──────── Textauszug ────────

Naja, ich wollte mal was Positives über die GRÜNEN schreiben.

Ich bin nicht als Deutscher auf diese Welt gekommen und somit fehlt mir ein wenig der pawlowsche Reflex bei bestimmten Wörtern.
Sorry....


----------



## Jens_74 (12. Mai 2017)

*AW: Wenn grüne Politiker vorgeführt werden - Natur ist nicht "grün", Natur ist aktiv!*



Frame schrieb:


> Dieses Jahr noch keine Biene, nur 1 Hummel+ 1 desorientiert fliegende Hornisse gesehn (Hier wimmelts normal davon, aber auch von konventioneller Landwirtschaft...)



Ich möchte mich hier auf Grund von NICHT VOM FACH nicht zu weit aus dem Fenster lehnen. Deswegen ... ist nur ein Kommentar.
 Aber ich habe einen Freund der mir das mit den Bienen erklärt hat (der hatte Bienenvölker, jetzt nur noch eins was er aufgepäppelt hat mit Zuckerwasser). Der Winter war ******* und das Frühjahr auch. Die Ernte der Bauern ebenso. Was machen die Bauern hier... damit die Ernte nicht so verkorkst ausfällt wurde alles schnell todgespritzt und lieber neu gesät. 
 Das hat fatale Auswirkungen auf die Tierwelt denn 1 2 warme Wochen hatten wir wo die ersten Bienen ausgeflogen sind, die fressen dann natürlich den gespritzten Mist und verenden an Durchfall (wusste ich bislang auch nicht das eine Biene Durchfall bekommen kann).

──────── Eingabedaten ────────

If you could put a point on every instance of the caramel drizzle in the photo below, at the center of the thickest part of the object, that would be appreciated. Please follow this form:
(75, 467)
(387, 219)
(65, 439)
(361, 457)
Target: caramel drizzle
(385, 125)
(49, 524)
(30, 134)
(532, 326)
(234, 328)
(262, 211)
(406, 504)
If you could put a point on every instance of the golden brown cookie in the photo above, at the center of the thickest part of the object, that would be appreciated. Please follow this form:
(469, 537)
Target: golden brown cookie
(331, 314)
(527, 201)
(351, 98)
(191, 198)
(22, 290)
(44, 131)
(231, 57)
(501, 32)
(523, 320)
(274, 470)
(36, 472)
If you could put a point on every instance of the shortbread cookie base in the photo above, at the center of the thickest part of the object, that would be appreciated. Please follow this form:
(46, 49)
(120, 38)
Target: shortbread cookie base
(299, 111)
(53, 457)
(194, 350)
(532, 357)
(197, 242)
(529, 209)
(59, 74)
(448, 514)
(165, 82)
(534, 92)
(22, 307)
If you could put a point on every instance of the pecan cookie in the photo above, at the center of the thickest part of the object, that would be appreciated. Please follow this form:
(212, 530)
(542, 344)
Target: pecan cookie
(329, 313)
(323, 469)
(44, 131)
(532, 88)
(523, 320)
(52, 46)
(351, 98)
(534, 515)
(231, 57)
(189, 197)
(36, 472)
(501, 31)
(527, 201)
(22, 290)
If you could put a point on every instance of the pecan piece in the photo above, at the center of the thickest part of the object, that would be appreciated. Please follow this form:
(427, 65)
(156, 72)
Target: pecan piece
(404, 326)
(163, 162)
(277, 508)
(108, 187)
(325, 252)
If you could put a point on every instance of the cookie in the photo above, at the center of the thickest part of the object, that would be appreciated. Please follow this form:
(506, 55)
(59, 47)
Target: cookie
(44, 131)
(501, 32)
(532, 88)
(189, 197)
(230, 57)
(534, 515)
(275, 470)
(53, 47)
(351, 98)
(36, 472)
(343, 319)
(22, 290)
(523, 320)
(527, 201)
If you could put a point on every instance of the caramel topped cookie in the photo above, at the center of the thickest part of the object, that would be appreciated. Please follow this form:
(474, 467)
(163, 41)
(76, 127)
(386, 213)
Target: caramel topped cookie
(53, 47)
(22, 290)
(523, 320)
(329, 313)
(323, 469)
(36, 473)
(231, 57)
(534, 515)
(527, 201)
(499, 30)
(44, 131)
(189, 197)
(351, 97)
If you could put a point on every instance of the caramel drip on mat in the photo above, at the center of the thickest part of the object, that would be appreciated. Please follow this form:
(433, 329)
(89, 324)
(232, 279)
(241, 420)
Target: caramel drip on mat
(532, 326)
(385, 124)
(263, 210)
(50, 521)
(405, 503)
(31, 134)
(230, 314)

────────

Aufgaben:
1. Nenne alle Insektenarten, die im Textauszug vorkommen.
2. Tausche in den Zeilen zur Punktplatzierung „mat“ gegen „baking mat“ aus, und zwar in dem Teil, der mit der Zeile beginnt, die „the caramel drip“ enthält, und mit dem Ende dieser Zeilen schließt. Gib nur diesen Teil wieder, sonst unverändert.

Lösungen:
1. Biene, Hummel, Hornisse

2.
If you could put a point on every instance of the caramel drip on baking mat in the photo above, at the center of the thickest part of the object, that would be appreciated. Please follow this form:
(433, 329)
(89, 324)
(232, 279)
(241, 420)
Target: caramel drip on baking mat
(532, 326)
(385, 124)
(263, 210)
(50, 521)
(405, 503)
(31, 134)
(230, 314)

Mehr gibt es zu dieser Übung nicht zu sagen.